━━━━━ Information supplied ━━━━━

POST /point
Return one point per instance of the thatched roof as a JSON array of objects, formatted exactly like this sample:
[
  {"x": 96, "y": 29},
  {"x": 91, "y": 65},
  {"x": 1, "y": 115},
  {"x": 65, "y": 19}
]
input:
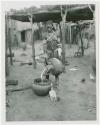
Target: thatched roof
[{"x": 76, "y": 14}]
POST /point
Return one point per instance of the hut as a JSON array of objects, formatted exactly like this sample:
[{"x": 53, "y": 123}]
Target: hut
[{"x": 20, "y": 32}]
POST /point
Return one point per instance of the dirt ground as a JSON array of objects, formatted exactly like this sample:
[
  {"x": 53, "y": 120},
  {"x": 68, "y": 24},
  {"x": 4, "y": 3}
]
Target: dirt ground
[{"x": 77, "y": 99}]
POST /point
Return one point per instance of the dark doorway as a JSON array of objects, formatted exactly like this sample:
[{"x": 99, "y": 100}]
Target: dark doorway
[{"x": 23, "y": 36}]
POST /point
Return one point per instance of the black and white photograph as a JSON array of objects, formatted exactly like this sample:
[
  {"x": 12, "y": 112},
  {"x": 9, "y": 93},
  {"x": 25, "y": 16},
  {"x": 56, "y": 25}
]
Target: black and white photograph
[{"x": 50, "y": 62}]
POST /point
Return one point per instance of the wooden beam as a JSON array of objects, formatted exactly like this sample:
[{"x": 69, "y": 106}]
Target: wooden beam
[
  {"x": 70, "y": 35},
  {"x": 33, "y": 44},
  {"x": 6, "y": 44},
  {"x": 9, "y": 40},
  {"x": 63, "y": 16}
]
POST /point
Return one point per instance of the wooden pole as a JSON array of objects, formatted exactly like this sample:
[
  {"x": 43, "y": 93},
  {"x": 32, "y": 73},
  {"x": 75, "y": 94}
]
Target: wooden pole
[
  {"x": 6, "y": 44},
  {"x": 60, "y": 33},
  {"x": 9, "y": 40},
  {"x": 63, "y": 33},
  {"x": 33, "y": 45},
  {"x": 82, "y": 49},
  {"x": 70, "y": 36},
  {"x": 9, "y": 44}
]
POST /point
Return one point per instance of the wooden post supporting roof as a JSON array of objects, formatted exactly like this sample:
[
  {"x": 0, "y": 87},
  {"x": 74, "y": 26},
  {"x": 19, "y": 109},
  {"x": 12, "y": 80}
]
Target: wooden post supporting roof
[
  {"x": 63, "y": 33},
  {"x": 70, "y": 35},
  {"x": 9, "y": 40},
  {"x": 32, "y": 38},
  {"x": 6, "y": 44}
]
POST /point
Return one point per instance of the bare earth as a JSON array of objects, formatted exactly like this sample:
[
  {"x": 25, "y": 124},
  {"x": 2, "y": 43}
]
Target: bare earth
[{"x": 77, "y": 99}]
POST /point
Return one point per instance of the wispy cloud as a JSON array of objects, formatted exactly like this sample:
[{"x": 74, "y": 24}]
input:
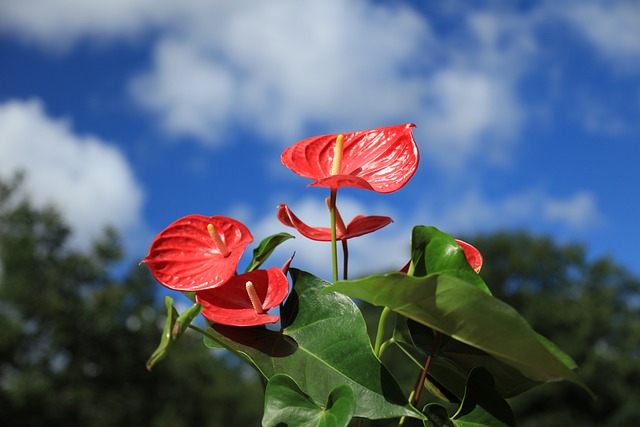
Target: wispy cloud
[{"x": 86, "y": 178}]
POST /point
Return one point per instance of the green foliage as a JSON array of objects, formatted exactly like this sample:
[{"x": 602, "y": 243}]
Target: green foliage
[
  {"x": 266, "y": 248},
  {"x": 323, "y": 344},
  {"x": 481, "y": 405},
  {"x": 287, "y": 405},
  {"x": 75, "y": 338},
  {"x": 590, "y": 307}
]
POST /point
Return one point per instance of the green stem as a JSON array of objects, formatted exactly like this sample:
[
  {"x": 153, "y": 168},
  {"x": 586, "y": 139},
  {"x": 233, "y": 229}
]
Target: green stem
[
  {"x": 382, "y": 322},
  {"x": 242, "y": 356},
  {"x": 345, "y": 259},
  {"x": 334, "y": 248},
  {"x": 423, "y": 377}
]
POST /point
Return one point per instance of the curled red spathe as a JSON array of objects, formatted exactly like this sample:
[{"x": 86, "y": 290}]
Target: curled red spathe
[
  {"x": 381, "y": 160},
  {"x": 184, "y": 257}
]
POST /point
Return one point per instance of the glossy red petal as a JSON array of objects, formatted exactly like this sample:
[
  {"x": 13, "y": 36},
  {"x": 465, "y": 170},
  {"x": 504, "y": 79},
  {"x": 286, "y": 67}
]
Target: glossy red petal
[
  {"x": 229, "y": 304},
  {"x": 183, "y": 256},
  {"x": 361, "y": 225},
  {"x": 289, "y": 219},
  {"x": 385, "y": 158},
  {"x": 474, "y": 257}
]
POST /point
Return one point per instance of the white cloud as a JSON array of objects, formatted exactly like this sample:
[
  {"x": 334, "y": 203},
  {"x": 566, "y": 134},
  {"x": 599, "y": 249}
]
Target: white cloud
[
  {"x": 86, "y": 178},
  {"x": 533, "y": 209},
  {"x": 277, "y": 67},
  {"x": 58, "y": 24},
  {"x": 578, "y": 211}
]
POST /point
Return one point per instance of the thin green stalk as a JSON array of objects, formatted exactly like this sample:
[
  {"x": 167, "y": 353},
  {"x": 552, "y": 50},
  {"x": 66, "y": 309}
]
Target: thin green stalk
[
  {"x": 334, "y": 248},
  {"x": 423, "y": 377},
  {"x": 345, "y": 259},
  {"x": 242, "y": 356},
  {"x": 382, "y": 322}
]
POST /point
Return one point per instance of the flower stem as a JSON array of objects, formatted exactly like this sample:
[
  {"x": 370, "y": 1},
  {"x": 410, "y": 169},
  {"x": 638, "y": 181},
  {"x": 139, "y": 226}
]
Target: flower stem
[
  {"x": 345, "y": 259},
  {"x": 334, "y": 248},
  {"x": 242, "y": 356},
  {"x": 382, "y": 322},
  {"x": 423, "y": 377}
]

━━━━━

Extract every line of the material above that contains the word "thatched", matching case exactly.

Return one point per instance of the thatched roof as a JSON array of objects, formatted exactly like this sample:
Target: thatched roof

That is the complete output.